- **The problem**: Report all lines in the records that hold the string "form".

- **Records for processing**:
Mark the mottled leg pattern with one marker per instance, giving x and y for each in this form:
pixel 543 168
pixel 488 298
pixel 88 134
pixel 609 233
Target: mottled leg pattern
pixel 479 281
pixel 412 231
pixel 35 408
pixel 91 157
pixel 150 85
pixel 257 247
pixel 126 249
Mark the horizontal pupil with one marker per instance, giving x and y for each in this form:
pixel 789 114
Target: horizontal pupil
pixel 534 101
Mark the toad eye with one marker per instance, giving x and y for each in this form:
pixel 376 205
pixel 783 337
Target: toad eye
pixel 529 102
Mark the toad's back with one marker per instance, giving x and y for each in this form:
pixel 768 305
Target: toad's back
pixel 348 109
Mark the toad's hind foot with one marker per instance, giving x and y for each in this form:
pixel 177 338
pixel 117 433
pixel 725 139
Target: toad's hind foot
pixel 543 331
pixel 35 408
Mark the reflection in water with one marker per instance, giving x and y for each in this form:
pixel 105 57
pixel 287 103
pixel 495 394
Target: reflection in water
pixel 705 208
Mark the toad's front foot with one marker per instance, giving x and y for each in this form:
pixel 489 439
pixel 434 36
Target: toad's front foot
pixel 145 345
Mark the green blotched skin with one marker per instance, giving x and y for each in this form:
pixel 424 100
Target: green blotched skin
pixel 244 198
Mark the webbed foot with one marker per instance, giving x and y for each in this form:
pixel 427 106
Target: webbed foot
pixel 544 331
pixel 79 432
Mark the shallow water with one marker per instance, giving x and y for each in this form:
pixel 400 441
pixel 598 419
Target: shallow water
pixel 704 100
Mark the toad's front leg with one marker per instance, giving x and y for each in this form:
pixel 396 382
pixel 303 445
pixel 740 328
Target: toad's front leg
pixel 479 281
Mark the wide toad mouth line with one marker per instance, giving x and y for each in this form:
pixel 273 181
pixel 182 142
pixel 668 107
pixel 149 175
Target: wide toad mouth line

- **Final answer**:
Mark the mottled leg pattern with one marker per instance, giving x and y for each in this form:
Mark the horizontal pupil with one marker per instance, giving x and y for each in this form:
Mark the toad eye with one marker per instance, giving x and y for each in this form:
Mark the toad's back with one marker per instance, giving x and y for each in this form:
Mark the toad's hind foot with one marker per instance, giving x and y for each in this form:
Mark the reflection in water with one marker per instance, giving x and y for each in this form:
Mark the toad's front foot with one marker per instance, giving x and y for each in this form:
Mark the green blotched skin with one marker per instance, giving x and y for each in this form:
Mark the webbed foot with one marker per instance, giving x and y for each in this form:
Mark the shallow water with one marker per instance, giving x and y for each in this form:
Mark the toad's front leg with one marker per instance, giving x and y for each in this form:
Mark the wide toad mouth line with one marker per instance, giving x and y for each in this form:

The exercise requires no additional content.